=== What is asked ===
Copy every line of the data exactly, leaving nothing out.

=== Information supplied ===
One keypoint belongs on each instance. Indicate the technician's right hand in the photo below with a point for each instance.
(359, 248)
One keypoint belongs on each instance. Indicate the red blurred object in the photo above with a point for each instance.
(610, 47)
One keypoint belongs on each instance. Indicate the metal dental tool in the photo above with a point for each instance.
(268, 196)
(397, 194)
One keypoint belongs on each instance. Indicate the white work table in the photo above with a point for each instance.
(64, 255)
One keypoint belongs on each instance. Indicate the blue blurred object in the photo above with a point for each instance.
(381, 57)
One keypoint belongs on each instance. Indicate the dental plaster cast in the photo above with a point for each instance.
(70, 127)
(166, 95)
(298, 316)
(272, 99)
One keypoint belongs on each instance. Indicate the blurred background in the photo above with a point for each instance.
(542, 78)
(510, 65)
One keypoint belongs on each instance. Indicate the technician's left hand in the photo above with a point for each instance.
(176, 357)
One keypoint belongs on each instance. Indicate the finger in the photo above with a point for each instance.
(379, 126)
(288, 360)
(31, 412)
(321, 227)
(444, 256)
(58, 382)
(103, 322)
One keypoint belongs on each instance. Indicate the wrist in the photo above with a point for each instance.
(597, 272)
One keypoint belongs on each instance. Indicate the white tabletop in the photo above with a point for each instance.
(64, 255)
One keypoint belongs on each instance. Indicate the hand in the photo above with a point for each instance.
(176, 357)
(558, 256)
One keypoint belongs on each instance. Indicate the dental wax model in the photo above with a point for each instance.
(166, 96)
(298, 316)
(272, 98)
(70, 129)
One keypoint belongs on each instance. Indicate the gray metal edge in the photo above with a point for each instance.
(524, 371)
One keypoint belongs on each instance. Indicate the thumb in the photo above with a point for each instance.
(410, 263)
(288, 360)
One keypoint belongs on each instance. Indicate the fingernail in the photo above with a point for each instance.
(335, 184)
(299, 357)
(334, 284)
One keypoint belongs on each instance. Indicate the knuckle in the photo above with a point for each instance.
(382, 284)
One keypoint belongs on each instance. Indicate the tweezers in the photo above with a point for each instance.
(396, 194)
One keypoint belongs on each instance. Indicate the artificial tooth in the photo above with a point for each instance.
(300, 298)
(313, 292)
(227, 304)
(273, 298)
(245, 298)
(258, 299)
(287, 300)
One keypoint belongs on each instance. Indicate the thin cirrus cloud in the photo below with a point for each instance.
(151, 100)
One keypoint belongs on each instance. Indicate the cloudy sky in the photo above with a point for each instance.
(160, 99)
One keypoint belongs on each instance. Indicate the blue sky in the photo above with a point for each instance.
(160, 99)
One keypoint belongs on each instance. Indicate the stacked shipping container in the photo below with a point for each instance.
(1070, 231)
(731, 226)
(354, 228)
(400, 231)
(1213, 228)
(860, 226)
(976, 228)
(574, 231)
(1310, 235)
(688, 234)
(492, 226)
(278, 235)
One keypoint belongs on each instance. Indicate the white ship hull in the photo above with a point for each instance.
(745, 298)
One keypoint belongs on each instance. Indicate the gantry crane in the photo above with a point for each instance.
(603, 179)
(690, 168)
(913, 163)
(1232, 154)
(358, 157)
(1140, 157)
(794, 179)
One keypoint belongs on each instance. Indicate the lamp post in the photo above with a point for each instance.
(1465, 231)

=== Answer to the problem ===
One keypoint belongs on each instance. Indicate the technician's right hand in the photo below with a point for each instance.
(359, 248)
One keypoint belongs on each instance. Indicate the red blurred object in the photo above with a point for each instance.
(610, 47)
One keypoint belongs on each instance. Indicate the metal dental tool in the photo above with a point for each instance.
(268, 196)
(397, 194)
One keypoint belongs on each instance. Indicate the white work table in the photo above with a point for each instance.
(64, 255)
One keypoint belongs on each instance. Indicate the blue blurred object in the photo above with a point for each instance.
(381, 57)
One keypoint belongs on each instance. Indicate the dental plaster cast in the photo above with a point for each instance.
(70, 127)
(166, 95)
(298, 316)
(272, 99)
One keypoint belongs on each instance. Indicate the blurred background in the photo above with a point for each instance.
(542, 78)
(510, 65)
One keypoint belongs on each instance. Indicate the technician's left hand in the photo above with a point for each instance.
(176, 357)
One keypoint belongs on each instance. Indicate the finger in the photo above with a point for each instance.
(379, 126)
(288, 360)
(31, 412)
(321, 227)
(444, 256)
(58, 382)
(103, 322)
One keypoint belongs on each instance. Indicate the wrist in the photo above with a point for each instance.
(597, 272)
One keypoint belongs on each instance. Indicate the white tabletop in the photo above with a point for each instance.
(64, 255)
One keypoint belongs on each instance. Indicate the hand in the photo above with a point for each instance.
(176, 357)
(558, 256)
One keypoint belongs on each instance. Indicate the dental wax model in the photo above with a point for each instance.
(166, 96)
(298, 316)
(272, 98)
(70, 129)
One keypoint belongs on each instance. Indicate the gray metal edge in the photo above with a point for each instance.
(524, 371)
One keypoint belongs on each instance. Indicate the thumb in the photo above with a point for each instance.
(410, 263)
(288, 360)
One keypoint belongs on each instance. Indicate the fingernail in the photo above with a point for each instance.
(335, 184)
(299, 357)
(334, 284)
One keypoint belongs on each instance. Indicate the knuckle in the photo above with a point for each instance.
(382, 284)
One keypoint belongs on each instance. Indicate the tweezers in the photo above with a point for each instance.
(396, 194)
One keypoint belongs on each instance. Indicate the artificial tooth in the photo above with a point for each instance.
(300, 298)
(313, 292)
(227, 304)
(273, 298)
(245, 298)
(258, 299)
(287, 300)
One keypoint belongs on each instance. Indicate the thin cirrus cloud in the photo below with a point for each instance.
(151, 100)
One keypoint belongs on each instance. Indicate the cloudy sky in the photo above with a point for each instance.
(160, 99)
One keypoint belongs on each instance. Indicate the blue sky in the photo above with a point for each instance.
(160, 99)
One keypoint belongs on each instance. Indicate the stacked shipping container in the photo below with a point for each instance.
(1070, 231)
(731, 226)
(354, 228)
(400, 231)
(1213, 228)
(860, 226)
(976, 228)
(574, 231)
(1310, 235)
(688, 234)
(492, 226)
(278, 235)
One keypoint belongs on each instance. Indicate the white ship hull in the photo above with a point for each instance.
(745, 298)
One keypoint belongs on each instance. Indicate the gantry crane in the photo above with a point for each instance.
(603, 179)
(690, 168)
(913, 163)
(1232, 154)
(358, 157)
(1140, 157)
(794, 179)
One keypoint belongs on each instance. Indicate the lamp post in the photo above with a point for each instance.
(1465, 231)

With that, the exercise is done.